[Work request] Restate word for word the lines of the material below, from the line with "Target: red tiled roof" to the line with "of the road", both lines included, and no others.

┌──

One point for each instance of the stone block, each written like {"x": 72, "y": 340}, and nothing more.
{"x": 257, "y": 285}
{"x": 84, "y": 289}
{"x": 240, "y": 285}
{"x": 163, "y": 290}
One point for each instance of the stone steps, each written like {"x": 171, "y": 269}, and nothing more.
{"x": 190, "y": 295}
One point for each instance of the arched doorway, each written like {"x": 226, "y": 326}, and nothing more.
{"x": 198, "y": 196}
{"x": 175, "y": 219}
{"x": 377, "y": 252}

└──
┌──

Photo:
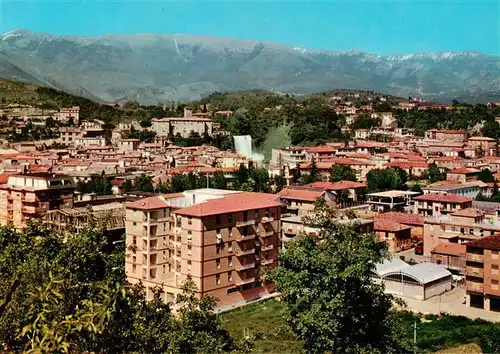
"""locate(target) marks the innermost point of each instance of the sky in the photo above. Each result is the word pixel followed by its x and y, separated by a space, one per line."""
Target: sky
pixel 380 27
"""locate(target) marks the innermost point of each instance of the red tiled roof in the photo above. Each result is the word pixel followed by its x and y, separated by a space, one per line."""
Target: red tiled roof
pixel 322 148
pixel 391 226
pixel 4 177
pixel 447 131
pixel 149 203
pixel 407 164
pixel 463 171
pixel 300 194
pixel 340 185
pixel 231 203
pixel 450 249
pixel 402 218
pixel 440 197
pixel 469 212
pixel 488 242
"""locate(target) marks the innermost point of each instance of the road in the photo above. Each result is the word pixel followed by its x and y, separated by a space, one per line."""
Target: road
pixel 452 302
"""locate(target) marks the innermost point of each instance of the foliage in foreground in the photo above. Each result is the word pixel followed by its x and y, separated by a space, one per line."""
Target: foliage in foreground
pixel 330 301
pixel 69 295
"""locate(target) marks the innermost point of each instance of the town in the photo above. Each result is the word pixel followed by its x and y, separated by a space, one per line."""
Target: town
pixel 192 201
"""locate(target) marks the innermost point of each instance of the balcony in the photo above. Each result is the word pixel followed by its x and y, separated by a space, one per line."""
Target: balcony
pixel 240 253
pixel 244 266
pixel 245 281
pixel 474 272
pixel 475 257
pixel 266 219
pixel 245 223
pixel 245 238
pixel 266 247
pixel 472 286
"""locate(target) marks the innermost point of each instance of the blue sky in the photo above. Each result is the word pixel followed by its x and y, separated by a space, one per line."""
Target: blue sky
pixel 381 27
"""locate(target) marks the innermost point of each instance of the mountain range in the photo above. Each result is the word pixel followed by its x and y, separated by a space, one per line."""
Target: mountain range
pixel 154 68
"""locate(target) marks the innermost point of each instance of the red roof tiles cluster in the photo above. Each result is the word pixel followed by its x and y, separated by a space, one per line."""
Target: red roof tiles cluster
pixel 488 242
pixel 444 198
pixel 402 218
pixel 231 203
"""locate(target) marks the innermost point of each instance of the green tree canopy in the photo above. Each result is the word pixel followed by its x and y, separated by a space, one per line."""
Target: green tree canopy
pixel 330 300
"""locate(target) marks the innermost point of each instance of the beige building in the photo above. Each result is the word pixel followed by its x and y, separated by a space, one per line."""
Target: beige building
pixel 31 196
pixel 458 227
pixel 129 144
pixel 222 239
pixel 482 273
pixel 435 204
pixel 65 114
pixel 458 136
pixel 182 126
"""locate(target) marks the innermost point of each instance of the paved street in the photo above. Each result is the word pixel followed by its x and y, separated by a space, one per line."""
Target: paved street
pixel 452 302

└──
┌──

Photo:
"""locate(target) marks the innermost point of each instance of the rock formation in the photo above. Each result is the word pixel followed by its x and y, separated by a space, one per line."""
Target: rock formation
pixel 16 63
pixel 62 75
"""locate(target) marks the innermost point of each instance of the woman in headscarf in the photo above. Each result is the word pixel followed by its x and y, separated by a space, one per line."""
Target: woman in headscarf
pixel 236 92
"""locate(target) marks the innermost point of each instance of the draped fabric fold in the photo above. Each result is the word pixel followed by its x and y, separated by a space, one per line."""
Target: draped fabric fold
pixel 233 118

└──

[Response below]
Target: red tiled roof
pixel 322 148
pixel 391 226
pixel 4 177
pixel 447 131
pixel 149 203
pixel 407 164
pixel 463 171
pixel 300 194
pixel 340 185
pixel 231 203
pixel 450 249
pixel 402 218
pixel 440 197
pixel 469 212
pixel 488 242
"""locate(target) marks the innermost point of each instance of the road in the photo above. Each result is the word pixel followed by its x and y, separated by a space, one per line."""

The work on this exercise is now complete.